§ Set exercise
Reformat the material as a numbered list, beginning at the line containing "every white pillar" and ending after the line containing "xmin=205 ymin=59 xmax=210 ymax=136". Leave out blank lines and anything outside that span.

§ Entries shown
## START

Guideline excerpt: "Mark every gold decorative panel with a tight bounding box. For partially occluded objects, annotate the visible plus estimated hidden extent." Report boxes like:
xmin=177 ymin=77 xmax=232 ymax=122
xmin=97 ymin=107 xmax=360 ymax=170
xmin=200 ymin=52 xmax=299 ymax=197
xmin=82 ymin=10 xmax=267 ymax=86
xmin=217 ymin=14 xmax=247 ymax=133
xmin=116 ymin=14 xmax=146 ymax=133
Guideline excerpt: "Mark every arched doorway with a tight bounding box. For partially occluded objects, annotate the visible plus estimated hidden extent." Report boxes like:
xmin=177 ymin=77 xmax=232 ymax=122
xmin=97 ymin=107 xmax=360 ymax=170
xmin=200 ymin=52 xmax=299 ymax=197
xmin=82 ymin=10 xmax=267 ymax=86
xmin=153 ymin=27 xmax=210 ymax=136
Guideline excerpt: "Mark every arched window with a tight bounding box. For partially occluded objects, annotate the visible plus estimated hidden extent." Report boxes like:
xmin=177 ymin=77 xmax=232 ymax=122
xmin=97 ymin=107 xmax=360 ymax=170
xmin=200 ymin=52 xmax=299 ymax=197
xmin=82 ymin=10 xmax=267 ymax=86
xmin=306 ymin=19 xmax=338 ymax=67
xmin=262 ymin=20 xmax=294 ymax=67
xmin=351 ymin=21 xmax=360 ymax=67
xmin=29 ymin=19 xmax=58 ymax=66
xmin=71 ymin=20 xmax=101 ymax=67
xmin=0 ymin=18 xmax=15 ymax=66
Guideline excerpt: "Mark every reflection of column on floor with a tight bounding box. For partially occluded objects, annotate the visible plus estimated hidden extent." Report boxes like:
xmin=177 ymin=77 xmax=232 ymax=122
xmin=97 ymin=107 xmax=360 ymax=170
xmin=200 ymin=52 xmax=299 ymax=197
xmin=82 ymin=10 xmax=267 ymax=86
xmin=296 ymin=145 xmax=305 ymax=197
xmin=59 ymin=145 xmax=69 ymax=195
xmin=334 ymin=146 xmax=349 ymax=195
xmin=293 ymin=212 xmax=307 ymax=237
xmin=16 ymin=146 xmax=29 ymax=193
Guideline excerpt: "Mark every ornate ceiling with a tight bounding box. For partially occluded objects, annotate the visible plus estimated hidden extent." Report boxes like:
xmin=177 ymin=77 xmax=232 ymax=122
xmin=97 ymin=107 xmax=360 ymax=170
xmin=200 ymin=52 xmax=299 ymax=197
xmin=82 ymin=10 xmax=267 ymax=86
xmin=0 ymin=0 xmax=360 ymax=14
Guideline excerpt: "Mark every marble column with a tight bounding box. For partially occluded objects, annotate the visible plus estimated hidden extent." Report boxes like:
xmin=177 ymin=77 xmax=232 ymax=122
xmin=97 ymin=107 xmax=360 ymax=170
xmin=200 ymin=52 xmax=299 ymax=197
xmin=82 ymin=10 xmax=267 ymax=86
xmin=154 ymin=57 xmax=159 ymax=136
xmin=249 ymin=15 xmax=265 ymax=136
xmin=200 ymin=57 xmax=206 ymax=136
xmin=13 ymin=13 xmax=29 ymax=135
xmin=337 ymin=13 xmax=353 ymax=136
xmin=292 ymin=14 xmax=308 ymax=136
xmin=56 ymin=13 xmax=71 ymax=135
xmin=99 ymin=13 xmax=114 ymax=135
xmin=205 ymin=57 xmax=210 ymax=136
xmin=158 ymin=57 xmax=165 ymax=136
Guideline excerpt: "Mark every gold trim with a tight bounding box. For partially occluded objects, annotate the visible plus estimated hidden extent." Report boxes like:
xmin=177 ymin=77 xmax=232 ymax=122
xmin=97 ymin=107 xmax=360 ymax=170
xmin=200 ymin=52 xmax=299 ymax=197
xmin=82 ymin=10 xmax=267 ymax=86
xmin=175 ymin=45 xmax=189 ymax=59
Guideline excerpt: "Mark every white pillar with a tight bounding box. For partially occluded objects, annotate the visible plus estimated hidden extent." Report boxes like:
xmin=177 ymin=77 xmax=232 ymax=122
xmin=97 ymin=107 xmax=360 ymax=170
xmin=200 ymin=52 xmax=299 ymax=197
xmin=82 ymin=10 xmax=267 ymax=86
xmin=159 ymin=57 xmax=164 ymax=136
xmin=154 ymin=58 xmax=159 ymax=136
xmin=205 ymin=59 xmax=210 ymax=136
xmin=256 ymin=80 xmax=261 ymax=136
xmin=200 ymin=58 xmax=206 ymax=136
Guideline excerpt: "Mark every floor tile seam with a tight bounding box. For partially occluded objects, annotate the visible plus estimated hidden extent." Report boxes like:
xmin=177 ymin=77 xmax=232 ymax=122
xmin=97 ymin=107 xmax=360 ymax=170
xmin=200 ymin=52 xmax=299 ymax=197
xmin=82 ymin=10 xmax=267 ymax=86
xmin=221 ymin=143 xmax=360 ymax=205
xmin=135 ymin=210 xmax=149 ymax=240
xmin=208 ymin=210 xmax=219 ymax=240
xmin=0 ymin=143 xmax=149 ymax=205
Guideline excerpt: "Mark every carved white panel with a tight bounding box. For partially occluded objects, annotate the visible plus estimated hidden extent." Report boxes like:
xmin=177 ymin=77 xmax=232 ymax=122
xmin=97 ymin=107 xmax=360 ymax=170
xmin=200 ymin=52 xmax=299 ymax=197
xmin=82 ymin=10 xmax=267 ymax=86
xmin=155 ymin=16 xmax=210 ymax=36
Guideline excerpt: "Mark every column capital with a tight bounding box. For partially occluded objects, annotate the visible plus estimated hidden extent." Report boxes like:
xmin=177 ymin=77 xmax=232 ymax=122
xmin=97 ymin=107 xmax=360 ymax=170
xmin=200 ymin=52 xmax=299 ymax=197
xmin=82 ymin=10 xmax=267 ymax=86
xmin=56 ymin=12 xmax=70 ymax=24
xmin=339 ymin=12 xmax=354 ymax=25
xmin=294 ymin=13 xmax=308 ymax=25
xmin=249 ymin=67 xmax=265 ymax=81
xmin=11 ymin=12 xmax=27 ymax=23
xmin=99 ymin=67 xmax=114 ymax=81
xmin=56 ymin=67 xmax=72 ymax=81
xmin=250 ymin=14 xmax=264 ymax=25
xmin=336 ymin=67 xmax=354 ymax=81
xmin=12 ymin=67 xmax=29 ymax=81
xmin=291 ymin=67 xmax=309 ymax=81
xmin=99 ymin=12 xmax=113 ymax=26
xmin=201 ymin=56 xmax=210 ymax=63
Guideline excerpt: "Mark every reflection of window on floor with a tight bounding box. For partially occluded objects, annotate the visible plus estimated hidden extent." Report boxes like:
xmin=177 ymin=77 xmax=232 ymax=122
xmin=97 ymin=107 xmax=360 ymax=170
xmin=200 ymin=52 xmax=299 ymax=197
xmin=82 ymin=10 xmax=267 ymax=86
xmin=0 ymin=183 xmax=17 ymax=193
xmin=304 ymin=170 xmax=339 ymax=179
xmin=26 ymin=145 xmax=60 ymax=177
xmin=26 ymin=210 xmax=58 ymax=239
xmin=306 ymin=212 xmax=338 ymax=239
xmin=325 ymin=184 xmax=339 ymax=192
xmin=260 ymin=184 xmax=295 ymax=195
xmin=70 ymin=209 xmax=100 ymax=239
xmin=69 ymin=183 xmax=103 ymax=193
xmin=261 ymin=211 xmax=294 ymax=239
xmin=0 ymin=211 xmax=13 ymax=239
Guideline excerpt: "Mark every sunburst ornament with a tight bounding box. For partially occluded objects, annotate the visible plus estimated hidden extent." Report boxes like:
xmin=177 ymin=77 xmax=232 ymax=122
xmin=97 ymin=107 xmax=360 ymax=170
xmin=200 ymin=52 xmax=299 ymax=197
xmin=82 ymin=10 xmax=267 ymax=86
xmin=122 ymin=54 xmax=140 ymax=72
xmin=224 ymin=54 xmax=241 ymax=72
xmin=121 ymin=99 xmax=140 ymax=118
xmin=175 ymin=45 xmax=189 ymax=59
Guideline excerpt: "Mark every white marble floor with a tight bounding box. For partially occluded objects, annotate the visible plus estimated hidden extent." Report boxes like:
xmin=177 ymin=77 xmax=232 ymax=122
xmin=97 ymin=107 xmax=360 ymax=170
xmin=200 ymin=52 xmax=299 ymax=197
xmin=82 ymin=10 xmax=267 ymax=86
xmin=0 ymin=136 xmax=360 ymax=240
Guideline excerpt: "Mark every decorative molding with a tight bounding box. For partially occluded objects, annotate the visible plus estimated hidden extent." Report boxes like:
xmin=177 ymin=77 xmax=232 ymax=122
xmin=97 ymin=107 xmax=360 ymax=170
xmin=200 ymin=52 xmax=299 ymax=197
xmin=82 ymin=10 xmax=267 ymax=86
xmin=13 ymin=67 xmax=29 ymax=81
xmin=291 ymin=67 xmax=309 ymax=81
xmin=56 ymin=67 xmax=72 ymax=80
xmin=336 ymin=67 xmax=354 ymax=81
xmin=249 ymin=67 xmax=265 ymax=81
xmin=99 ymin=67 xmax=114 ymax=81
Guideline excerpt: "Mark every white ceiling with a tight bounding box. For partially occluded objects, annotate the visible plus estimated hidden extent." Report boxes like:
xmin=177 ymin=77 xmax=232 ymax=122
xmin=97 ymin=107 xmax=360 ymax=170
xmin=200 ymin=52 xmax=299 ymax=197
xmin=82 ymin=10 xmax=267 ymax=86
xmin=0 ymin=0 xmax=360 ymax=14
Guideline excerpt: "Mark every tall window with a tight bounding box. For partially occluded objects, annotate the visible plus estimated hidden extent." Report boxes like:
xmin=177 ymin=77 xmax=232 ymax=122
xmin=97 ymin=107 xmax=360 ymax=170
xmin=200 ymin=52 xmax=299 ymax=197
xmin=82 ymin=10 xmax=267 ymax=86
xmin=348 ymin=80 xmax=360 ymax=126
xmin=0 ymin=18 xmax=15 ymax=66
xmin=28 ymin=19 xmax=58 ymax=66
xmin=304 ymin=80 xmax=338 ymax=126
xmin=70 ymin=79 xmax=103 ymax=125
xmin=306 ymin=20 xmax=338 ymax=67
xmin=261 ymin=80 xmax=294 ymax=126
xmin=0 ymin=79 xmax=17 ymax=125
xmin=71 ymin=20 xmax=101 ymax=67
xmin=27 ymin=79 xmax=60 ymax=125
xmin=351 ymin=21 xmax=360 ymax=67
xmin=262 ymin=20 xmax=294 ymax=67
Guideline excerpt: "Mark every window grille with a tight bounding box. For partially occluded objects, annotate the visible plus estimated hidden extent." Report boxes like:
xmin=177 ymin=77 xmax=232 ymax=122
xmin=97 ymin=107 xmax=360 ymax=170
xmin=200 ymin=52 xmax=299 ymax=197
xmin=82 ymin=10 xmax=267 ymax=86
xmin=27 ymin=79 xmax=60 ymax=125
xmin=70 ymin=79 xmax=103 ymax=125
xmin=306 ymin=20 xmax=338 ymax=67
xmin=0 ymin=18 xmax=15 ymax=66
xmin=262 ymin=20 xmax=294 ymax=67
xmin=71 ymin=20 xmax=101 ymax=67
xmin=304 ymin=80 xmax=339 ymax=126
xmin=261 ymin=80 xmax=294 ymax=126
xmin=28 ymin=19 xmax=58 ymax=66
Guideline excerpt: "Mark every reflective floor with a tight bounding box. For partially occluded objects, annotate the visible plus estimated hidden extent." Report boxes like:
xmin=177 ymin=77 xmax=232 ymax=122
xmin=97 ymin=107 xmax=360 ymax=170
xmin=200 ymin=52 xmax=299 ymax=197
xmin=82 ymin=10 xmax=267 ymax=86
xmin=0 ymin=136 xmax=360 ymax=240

## END

§ Correct response
1. Guideline excerpt: "Mark every white pillar with a tight bounding box. For partially occluded objects, annotate the visible plus estimated hidden extent." Report boxes like:
2. xmin=177 ymin=77 xmax=232 ymax=122
3. xmin=97 ymin=107 xmax=360 ymax=170
4. xmin=200 ymin=52 xmax=299 ymax=197
5. xmin=82 ymin=10 xmax=267 ymax=86
6. xmin=159 ymin=57 xmax=164 ymax=136
7. xmin=154 ymin=58 xmax=159 ymax=136
8. xmin=205 ymin=59 xmax=210 ymax=136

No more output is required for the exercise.